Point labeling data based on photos
......
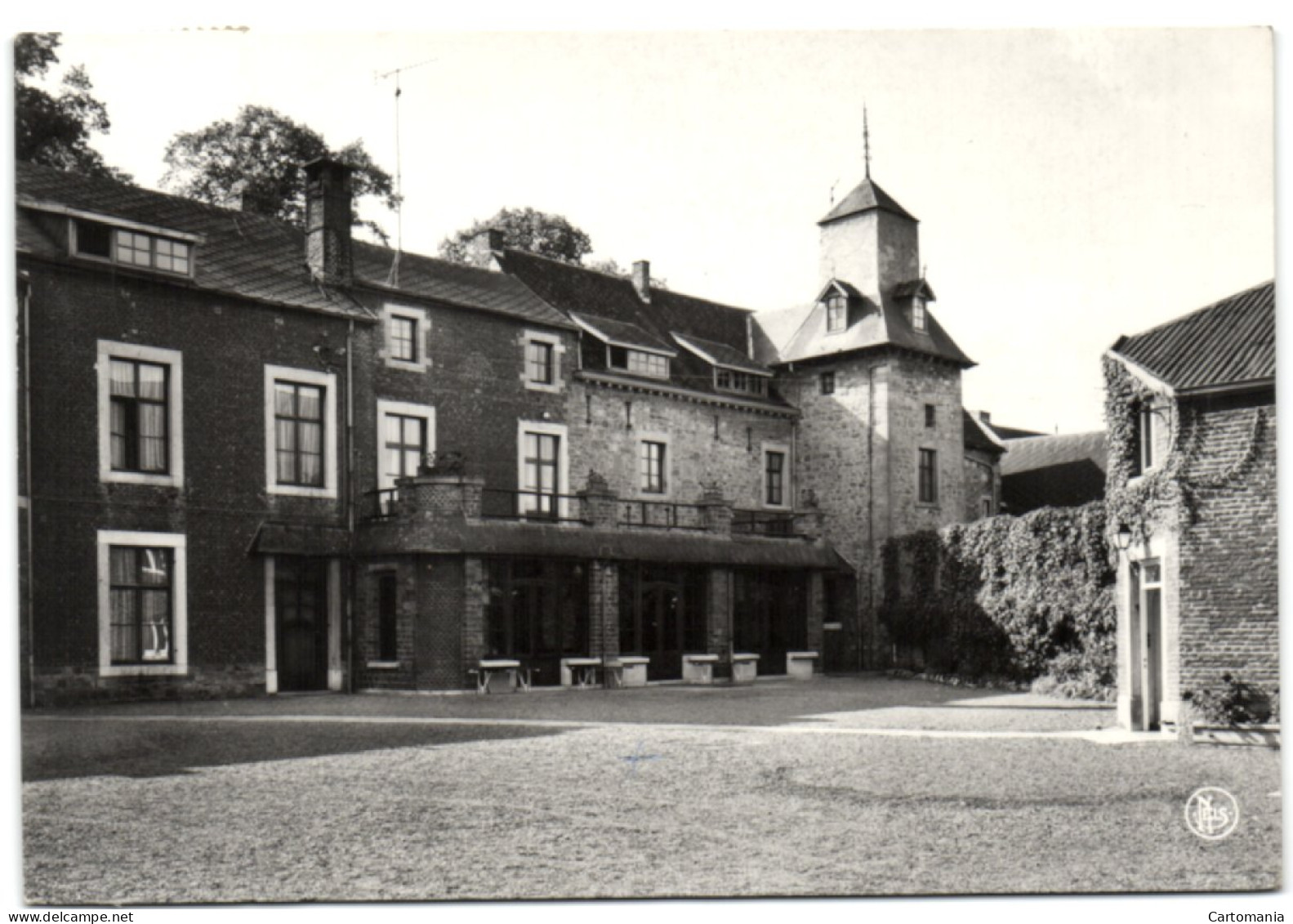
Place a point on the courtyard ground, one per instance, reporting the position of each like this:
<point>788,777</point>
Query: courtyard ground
<point>840,787</point>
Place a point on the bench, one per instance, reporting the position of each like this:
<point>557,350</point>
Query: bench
<point>698,668</point>
<point>745,668</point>
<point>800,664</point>
<point>517,677</point>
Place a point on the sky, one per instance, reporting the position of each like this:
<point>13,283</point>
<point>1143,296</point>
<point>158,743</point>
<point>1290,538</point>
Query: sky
<point>1072,185</point>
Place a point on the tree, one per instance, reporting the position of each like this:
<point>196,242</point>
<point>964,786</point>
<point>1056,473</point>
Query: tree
<point>264,150</point>
<point>524,230</point>
<point>52,128</point>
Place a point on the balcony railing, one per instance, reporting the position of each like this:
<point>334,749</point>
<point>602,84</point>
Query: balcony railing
<point>762,523</point>
<point>661,516</point>
<point>502,503</point>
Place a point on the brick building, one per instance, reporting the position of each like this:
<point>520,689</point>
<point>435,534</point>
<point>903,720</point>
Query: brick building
<point>1193,479</point>
<point>226,423</point>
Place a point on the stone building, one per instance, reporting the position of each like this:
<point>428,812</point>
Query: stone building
<point>266,458</point>
<point>1191,494</point>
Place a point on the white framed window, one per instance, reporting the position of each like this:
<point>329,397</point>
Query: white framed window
<point>542,467</point>
<point>541,360</point>
<point>776,475</point>
<point>406,432</point>
<point>301,432</point>
<point>132,246</point>
<point>405,338</point>
<point>142,603</point>
<point>140,414</point>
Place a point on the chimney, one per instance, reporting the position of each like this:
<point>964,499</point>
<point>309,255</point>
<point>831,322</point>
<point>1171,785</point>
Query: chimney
<point>328,221</point>
<point>641,279</point>
<point>481,246</point>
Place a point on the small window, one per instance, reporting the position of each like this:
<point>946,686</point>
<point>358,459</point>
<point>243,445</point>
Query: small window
<point>927,487</point>
<point>299,430</point>
<point>651,467</point>
<point>775,479</point>
<point>404,338</point>
<point>140,605</point>
<point>388,614</point>
<point>538,361</point>
<point>836,314</point>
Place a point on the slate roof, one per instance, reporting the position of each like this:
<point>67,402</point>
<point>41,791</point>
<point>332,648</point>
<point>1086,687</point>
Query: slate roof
<point>1228,343</point>
<point>865,197</point>
<point>1053,471</point>
<point>871,326</point>
<point>603,301</point>
<point>261,258</point>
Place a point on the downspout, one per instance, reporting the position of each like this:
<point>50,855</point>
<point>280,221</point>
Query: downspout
<point>28,492</point>
<point>350,507</point>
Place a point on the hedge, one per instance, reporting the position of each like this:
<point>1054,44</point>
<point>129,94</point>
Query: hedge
<point>1014,597</point>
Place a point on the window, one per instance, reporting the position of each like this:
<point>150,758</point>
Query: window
<point>836,314</point>
<point>538,361</point>
<point>405,332</point>
<point>927,476</point>
<point>542,476</point>
<point>299,426</point>
<point>404,338</point>
<point>388,614</point>
<point>541,360</point>
<point>301,432</point>
<point>141,605</point>
<point>775,478</point>
<point>140,414</point>
<point>132,248</point>
<point>651,467</point>
<point>638,361</point>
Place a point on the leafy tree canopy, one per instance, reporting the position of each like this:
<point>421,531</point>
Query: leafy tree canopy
......
Copy all of the data above word for word, but leave the pictures out.

Place a point on the courtyard ground, one per instance, reporting the position of each like this:
<point>788,777</point>
Query: courtyard ground
<point>840,787</point>
Place a point on the bench, one per instance, reporting the position of each like this:
<point>557,350</point>
Query: bench
<point>698,668</point>
<point>745,668</point>
<point>800,664</point>
<point>517,677</point>
Place a point on the sky, one per instance, reporting the position of each like this:
<point>13,283</point>
<point>1143,296</point>
<point>158,743</point>
<point>1290,538</point>
Query: sky
<point>1072,185</point>
Place a point on the tree, one per instance, reporting the position of each like this:
<point>196,242</point>
<point>964,786</point>
<point>1056,473</point>
Query: tree
<point>264,150</point>
<point>524,230</point>
<point>52,128</point>
Place a point on the balcony railing, one per instance, reporting the position of each like this:
<point>334,749</point>
<point>602,84</point>
Query: balcony railing
<point>762,523</point>
<point>661,516</point>
<point>502,503</point>
Place a point on the brick building, one per instance, reporting the position of each like this:
<point>520,689</point>
<point>435,534</point>
<point>903,720</point>
Query: brick building
<point>1193,479</point>
<point>226,423</point>
Place a point on the stone building, one per instance, reporting the position of each like this:
<point>428,812</point>
Query: stone building
<point>266,458</point>
<point>1191,494</point>
Place a point on the white framed window, one per instance, reporting the position of each like this:
<point>329,397</point>
Query: white framed window
<point>542,467</point>
<point>541,360</point>
<point>776,475</point>
<point>406,432</point>
<point>301,432</point>
<point>132,246</point>
<point>405,338</point>
<point>142,603</point>
<point>140,414</point>
Place a point on the chimney, one per instance, reporting the position of each like this:
<point>964,499</point>
<point>309,255</point>
<point>831,322</point>
<point>1171,785</point>
Query: chimney
<point>328,221</point>
<point>641,279</point>
<point>481,246</point>
Place a point on the small window, one per instance, reporting the position of each like this:
<point>946,686</point>
<point>358,459</point>
<point>243,445</point>
Query: small window
<point>927,487</point>
<point>299,430</point>
<point>651,467</point>
<point>775,479</point>
<point>404,338</point>
<point>140,605</point>
<point>388,614</point>
<point>538,361</point>
<point>836,314</point>
Place a point on the slate roof, one per instance, reporting the position of each like this:
<point>67,402</point>
<point>41,791</point>
<point>332,648</point>
<point>1086,687</point>
Query: slate roof
<point>1228,343</point>
<point>865,197</point>
<point>1053,471</point>
<point>871,326</point>
<point>603,301</point>
<point>261,258</point>
Place a point on the downspout, one per instance, reporting the position of each like this:
<point>50,855</point>
<point>280,221</point>
Query: downspout
<point>28,492</point>
<point>350,507</point>
Place a point on the hedge, one per instance, reporting the position of each like this:
<point>1054,44</point>
<point>129,94</point>
Query: hedge
<point>1014,597</point>
Place a point on the window, one per instance, reporting the position of each like this:
<point>150,758</point>
Query: window
<point>836,314</point>
<point>538,361</point>
<point>405,332</point>
<point>927,476</point>
<point>542,476</point>
<point>299,426</point>
<point>404,338</point>
<point>388,614</point>
<point>541,360</point>
<point>301,432</point>
<point>141,605</point>
<point>775,478</point>
<point>140,414</point>
<point>132,248</point>
<point>651,467</point>
<point>638,361</point>
Place a point on the leafy tree canopy, one per instance, reporting the position of each like this:
<point>421,531</point>
Query: leafy tree canopy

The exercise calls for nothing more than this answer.